[Start Dataset]

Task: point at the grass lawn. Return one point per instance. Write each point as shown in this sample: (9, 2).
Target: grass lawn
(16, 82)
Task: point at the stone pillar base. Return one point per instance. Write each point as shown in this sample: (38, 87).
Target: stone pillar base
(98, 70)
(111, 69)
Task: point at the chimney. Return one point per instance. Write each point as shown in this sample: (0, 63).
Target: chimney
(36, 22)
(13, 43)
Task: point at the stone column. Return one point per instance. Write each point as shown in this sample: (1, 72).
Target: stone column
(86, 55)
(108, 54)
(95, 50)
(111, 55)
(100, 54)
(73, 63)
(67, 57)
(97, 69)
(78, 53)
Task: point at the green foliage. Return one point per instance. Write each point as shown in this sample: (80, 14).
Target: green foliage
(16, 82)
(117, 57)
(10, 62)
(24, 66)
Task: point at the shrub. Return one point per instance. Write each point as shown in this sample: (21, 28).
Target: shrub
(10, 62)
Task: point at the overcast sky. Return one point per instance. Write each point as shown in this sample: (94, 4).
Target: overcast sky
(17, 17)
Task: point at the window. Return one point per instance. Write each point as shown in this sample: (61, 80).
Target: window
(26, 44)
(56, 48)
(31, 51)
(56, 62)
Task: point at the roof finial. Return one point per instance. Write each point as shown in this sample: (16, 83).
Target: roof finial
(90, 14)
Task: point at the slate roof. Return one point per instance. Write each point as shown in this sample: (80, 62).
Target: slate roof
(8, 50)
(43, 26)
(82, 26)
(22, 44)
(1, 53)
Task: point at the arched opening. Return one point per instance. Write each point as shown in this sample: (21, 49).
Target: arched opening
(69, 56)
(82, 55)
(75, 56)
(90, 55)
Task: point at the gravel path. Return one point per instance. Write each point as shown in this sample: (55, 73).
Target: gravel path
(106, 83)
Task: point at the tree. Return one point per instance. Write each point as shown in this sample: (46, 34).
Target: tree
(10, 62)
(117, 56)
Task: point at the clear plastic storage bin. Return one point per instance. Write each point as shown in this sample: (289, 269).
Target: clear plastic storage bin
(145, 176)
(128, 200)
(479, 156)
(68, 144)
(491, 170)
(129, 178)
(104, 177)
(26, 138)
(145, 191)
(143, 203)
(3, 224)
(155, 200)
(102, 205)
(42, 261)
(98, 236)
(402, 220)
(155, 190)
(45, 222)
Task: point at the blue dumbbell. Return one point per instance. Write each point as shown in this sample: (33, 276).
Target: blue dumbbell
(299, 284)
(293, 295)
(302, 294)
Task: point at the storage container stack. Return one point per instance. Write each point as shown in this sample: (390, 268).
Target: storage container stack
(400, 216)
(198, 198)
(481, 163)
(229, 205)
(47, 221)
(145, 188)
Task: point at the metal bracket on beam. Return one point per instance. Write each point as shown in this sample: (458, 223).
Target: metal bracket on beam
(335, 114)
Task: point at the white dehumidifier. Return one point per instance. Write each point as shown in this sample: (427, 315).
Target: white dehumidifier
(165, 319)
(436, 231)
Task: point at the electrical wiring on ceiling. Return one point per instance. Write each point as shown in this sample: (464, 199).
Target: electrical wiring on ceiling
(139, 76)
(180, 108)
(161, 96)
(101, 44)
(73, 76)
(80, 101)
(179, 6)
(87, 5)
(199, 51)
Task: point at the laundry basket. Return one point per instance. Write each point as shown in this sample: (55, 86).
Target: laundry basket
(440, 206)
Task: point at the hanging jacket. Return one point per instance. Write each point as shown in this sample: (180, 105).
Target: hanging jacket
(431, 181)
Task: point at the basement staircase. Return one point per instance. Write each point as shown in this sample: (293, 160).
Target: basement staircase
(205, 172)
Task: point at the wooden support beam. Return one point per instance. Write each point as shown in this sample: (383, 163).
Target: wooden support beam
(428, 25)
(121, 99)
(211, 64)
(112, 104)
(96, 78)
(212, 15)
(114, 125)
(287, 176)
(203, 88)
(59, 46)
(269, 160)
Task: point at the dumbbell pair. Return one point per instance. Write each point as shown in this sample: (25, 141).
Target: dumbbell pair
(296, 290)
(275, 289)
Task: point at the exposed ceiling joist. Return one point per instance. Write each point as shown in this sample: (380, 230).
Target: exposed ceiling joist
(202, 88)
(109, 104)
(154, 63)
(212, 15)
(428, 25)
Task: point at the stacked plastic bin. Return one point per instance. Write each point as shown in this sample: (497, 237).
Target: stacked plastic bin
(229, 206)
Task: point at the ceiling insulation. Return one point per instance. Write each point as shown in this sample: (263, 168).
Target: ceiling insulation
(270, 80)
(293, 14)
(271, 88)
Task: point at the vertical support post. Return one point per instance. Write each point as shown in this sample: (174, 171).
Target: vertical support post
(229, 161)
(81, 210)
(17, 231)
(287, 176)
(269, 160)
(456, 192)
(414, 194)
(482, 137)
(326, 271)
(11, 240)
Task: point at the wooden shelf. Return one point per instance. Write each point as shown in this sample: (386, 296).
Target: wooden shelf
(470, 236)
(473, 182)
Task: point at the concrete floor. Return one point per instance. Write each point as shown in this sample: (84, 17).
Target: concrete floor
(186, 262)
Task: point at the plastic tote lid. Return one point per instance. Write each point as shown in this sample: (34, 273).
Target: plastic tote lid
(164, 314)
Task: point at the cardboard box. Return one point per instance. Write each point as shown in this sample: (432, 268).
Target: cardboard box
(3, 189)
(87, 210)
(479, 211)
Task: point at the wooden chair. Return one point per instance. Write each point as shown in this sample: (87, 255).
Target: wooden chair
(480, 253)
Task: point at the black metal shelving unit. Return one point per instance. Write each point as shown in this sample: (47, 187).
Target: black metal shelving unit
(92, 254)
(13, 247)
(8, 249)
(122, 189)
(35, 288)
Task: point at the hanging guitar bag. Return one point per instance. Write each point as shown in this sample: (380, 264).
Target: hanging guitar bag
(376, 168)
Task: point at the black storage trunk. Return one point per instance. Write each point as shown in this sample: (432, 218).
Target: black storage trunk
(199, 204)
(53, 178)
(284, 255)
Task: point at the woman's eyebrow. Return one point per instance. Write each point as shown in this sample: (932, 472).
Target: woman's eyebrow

[End Dataset]
[Start Dataset]

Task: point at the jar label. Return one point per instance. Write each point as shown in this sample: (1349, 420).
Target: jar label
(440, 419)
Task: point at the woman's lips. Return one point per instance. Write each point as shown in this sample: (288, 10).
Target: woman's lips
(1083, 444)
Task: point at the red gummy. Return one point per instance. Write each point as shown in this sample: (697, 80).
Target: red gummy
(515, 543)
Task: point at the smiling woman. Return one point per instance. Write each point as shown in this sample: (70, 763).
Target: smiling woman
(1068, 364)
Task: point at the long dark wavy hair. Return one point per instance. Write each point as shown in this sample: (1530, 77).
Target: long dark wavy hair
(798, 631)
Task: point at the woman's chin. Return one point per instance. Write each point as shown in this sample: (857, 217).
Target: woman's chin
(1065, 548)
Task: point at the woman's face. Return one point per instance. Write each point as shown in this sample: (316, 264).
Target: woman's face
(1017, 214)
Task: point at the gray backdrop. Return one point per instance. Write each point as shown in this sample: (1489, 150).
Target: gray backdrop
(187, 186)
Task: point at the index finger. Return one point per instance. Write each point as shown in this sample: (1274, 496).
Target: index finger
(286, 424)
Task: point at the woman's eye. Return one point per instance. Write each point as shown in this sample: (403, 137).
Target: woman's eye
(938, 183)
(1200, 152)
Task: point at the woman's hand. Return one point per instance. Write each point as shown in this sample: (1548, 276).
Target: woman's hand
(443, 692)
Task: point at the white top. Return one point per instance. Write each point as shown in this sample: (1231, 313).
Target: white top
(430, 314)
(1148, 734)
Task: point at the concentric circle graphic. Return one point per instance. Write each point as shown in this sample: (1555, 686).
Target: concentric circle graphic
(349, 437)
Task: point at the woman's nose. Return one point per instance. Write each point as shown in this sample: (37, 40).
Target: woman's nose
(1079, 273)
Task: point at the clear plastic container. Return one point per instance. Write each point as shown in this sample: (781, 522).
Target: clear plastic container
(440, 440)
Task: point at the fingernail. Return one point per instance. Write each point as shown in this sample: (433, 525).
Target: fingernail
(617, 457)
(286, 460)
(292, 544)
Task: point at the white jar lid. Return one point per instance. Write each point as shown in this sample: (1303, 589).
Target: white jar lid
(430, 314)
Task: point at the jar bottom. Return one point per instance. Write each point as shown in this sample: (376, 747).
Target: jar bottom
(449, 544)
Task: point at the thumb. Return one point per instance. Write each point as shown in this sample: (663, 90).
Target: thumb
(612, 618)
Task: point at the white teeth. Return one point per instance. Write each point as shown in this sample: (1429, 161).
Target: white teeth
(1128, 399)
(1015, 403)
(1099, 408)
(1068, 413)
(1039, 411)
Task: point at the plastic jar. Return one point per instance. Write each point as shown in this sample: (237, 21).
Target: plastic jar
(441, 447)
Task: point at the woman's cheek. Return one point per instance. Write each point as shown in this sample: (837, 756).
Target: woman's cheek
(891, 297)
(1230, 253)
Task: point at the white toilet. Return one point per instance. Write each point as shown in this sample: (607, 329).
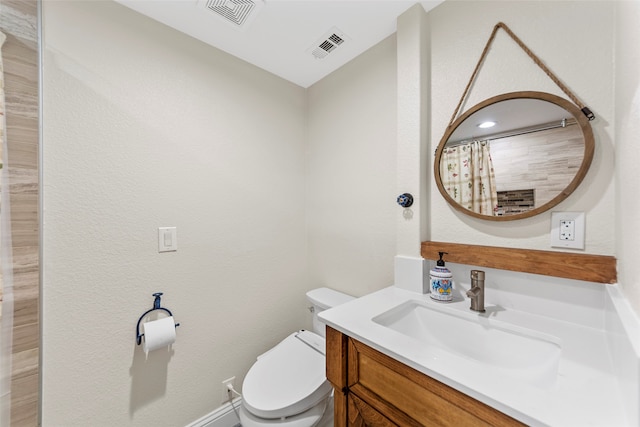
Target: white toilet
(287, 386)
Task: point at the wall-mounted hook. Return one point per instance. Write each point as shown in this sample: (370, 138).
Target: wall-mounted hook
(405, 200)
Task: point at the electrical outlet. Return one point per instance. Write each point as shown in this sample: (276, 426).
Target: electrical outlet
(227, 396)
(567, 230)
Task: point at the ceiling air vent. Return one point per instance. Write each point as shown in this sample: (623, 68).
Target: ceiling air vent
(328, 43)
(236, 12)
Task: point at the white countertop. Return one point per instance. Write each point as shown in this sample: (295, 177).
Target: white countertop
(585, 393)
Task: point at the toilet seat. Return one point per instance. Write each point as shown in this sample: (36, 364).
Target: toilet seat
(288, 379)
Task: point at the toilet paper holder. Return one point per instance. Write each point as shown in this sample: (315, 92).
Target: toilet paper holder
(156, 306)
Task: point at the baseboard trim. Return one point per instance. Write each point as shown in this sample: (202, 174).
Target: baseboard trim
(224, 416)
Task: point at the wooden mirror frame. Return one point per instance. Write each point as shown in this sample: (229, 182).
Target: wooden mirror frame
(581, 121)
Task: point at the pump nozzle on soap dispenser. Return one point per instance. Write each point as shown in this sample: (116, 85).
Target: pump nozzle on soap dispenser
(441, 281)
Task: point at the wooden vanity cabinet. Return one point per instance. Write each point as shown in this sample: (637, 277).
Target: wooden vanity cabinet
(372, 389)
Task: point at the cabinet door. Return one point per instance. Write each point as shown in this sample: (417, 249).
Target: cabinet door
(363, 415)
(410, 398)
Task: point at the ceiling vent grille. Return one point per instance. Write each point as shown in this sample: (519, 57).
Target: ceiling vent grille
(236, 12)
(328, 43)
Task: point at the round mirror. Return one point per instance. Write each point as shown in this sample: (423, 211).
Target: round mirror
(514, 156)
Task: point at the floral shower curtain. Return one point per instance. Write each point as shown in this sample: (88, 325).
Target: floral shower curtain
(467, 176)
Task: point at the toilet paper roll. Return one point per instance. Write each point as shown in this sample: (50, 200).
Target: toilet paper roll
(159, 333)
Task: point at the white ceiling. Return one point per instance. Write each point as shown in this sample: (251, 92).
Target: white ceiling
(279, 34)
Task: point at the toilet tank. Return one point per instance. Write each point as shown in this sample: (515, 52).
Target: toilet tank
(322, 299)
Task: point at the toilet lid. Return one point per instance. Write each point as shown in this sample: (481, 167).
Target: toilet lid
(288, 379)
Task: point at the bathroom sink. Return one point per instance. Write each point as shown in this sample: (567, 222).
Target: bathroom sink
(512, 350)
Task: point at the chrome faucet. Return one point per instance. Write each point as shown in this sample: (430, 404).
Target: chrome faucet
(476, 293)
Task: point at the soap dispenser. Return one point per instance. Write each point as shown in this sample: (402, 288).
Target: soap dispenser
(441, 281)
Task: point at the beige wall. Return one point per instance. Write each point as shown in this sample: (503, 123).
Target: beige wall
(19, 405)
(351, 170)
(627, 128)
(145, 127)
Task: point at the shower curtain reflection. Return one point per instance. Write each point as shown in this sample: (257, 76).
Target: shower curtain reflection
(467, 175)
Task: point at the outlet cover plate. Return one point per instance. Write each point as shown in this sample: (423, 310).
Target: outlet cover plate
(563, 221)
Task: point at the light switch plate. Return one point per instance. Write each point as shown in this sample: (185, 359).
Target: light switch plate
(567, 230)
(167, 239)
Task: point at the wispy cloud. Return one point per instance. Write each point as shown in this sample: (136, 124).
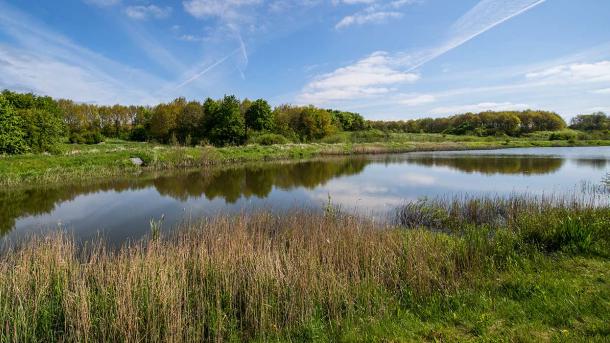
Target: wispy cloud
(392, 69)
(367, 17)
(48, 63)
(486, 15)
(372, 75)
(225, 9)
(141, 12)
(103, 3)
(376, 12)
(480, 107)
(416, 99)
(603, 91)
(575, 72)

[End Dataset]

__Your instructions__: Rewrite everything from the line containing "Task: point at the woman's face." down to the line containing "(1039, 411)" as a two-column CSV with the headers input and output, one row per entry. Put each entry's text in input and its answer in output, with every field in double quotes and line breaks replaced by spaces.

__Task response__:
input,output
"Task: point at the woman's face. Return one point per instance. Write each point as shown in this sample: (316, 264). Target: woman's face","(1017, 214)"
"Task: point at the gray backdrop. Return one point per instance. Write each point as shown in this sample: (1489, 150). Target: gray backdrop","(187, 186)"
"Task: point at the index finger. Return one point per instance. Write each point as shown in this sample: (1274, 496). Target: index finger","(286, 424)"
"Task: point at the woman's eye. Return one point per instance. Write each point as shown in this sample: (403, 137). Target: woman's eye","(938, 183) (1200, 152)"
"Task: point at the woman's hand. Return one point per instance. Write each point as shown in this sample: (1548, 276). Target: woman's hand","(443, 692)"
"Task: point at the white top. Return one point per instance. Write each point as shown in this sample: (1231, 313). Target: white top","(430, 314) (1148, 734)"
"Task: point at the concentric circle graphic. Return one point per instance. Write each point as shown in this sample: (1555, 686). Target: concentric circle graphic","(349, 437)"
"Task: point at the woman's nose. Return one point per instance. Write each point as shown in this sample: (37, 40). Target: woman's nose","(1079, 273)"
"Task: point at the clear plastic container. Return one point per instance. Write each point as shown in this sample: (781, 522). Target: clear plastic container","(440, 440)"
"Task: point at the fingernail. Return one point per instance. Write each point as shown in this sample: (433, 525). Target: fingernail","(617, 457) (286, 460) (292, 544)"
"Task: point at the white jar lid. Return one point per instance. Write each point as shown in this sample: (1303, 589). Target: white jar lid","(430, 314)"
"Task: point at the jar bottom. Return one point per instance. Write each point as shown in this sample: (376, 747). Target: jar bottom","(449, 544)"
"Task: point at the thumb. Return one point per instance. Write each point as shown in this sample: (663, 90). Target: thumb","(612, 618)"
"Task: point at the white teeth. Return one point per instance. Write each point as shown in this sample: (1429, 161). Target: white teeth","(1128, 399) (1015, 403) (1099, 408) (1068, 413) (1039, 411)"